Consigna del ejercicio => Devuelve sin ningún cambio la parte del pasaje seleccionado que va desde "83 días desde que entró" hasta "en estado vegetativo.".

Pasaje seleccionado =>
------------------------------------------------------------------------

Pasaron 83 días desde que a Pablo Grillo le dispararon a matar un cartucho de gas lacrimógeno en la cabeza que lo dejó peleando por su vida.
83 días desde que el fotógrafo de 35 años se tomó el ferrocarril Roca, de su Remedios de Escalada a Constitución, para cubrir la marcha de jubilados del 12 de marzo.
83 días desde que entró a la guardia del Hospital Ramos Mejía, con un pronóstico durísimo: muerte cerebral y de zafar la primera operación de urgencia la noche del disparo, un desenlace en estado vegetativo.
83 días y seis intervenciones quirúrgicas.
83 días de fuerza, de lucha, de garra y de muchísimo amor, en su barrio y en todo el mundo.
83 días hasta hoy.
Son las 10 y 10 de la mañana, 83 días después, y ahí está Pablito, vivito y sonriendo, arriba de una camilla, vivito y peleándola, saliendo de terapia intensiva del Hospital Ramos Mejía para iniciar su recuperación en el Hospital de Rehabilitación Manuel Rocca, en el barrio porteño de Monte Castro.

------------------------------------------------------------------------

Información registrada =>
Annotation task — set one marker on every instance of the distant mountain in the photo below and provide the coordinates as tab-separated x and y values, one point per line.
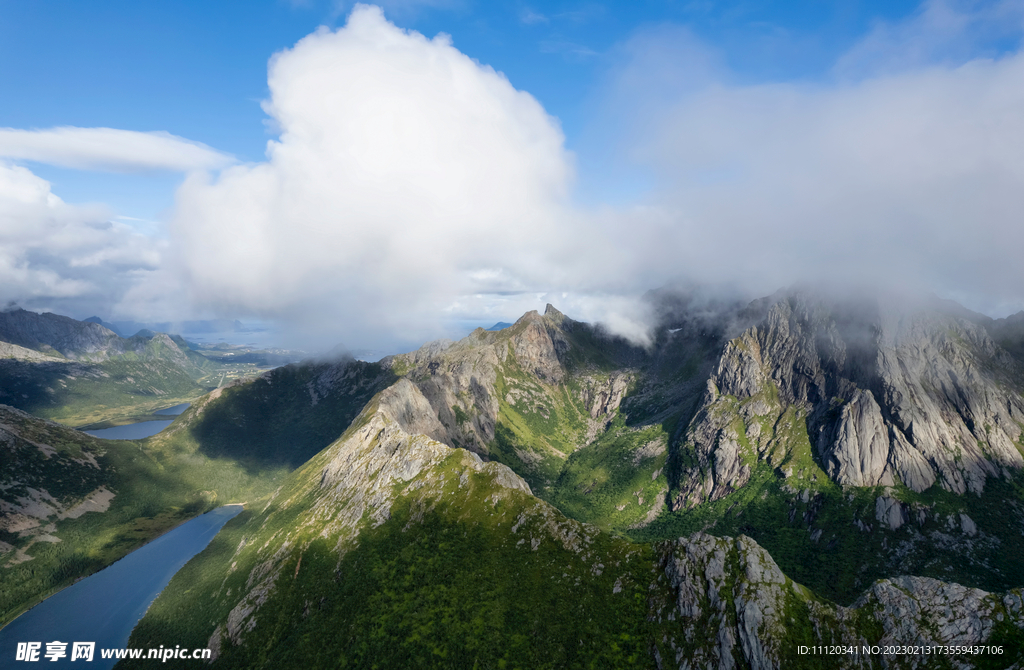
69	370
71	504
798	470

------------------------------------------------------------------------

Respuesta al problema =>
83 días desde que entró a la guardia del Hospital Ramos Mejía, con un pronóstico durísimo: muerte cerebral y de zafar la primera operación de urgencia la noche del disparo, un desenlace en estado vegetativo.